## Task statement
Recast everything in the records from the line containing "of the chrome" down to the final line as a numbered list, omitting any blank lines.

(A block of data)
◇ ◇ ◇ ◇ ◇
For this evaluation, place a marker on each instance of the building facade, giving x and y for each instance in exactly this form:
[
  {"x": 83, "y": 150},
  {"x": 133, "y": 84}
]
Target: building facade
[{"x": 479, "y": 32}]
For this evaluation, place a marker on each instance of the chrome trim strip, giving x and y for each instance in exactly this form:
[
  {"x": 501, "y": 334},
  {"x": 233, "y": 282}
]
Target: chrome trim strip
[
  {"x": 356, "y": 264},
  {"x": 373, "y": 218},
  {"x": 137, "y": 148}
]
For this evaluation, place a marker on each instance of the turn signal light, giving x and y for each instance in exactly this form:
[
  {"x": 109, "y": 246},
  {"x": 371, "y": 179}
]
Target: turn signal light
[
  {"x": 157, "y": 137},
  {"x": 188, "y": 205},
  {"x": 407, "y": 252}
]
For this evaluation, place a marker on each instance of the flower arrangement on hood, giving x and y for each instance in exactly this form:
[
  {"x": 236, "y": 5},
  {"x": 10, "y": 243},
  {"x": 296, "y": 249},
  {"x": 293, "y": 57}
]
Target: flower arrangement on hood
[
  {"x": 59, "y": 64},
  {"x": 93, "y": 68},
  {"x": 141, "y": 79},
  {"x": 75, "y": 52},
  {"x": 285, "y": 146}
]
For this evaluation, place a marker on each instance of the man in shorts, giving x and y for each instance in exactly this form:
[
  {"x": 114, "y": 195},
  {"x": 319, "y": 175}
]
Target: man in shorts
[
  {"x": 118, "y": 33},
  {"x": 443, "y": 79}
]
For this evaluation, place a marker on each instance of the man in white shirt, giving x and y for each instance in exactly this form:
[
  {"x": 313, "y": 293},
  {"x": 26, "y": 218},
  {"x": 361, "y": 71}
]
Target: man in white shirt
◇ ◇ ◇ ◇ ◇
## The reply
1. For this evaluation, place a marker on each instance of the chrome trim strip, giving x and y for each instance in exactly this form:
2. [
3.   {"x": 501, "y": 334},
4.   {"x": 233, "y": 282}
5. ]
6. Target: chrome trim strip
7. [
8.   {"x": 356, "y": 264},
9.   {"x": 373, "y": 218},
10.   {"x": 137, "y": 148}
11. ]
12. For this evaluation, place a marker on each instance of the turn signal light, giving x and y for each instance in exactly this form:
13. [
14.   {"x": 109, "y": 246},
15.   {"x": 371, "y": 179}
16. ]
17. Target: turn signal light
18. [
19.   {"x": 157, "y": 137},
20.   {"x": 188, "y": 205},
21.   {"x": 407, "y": 252}
22. ]
23. For this evaluation, place a marker on each instance of the flower arrangement on hood, giving x and y for each instance in exactly this form:
24. [
25.   {"x": 236, "y": 5},
26.   {"x": 10, "y": 243},
27.   {"x": 296, "y": 249},
28.   {"x": 293, "y": 57}
29. ]
30. Target: flower arrangement on hood
31. [
32.   {"x": 59, "y": 64},
33.   {"x": 93, "y": 68},
34.   {"x": 141, "y": 79},
35.   {"x": 75, "y": 52},
36.   {"x": 285, "y": 146}
37. ]
38. For this evaluation, place a marker on each instance of the man in shorts, giving x and y for each instance in exactly this form:
39. [
40.   {"x": 114, "y": 195},
41.   {"x": 319, "y": 175}
42. ]
43. Target: man in shorts
44. [
45.   {"x": 118, "y": 33},
46.   {"x": 443, "y": 79}
47. ]
48. For this evaluation, place a marker on each instance of the man in white shirt, giving x and y for each instance in exactly this form:
49. [
50.   {"x": 313, "y": 293},
51.   {"x": 26, "y": 218},
52.   {"x": 361, "y": 71}
53. ]
54. Target: man in white shirt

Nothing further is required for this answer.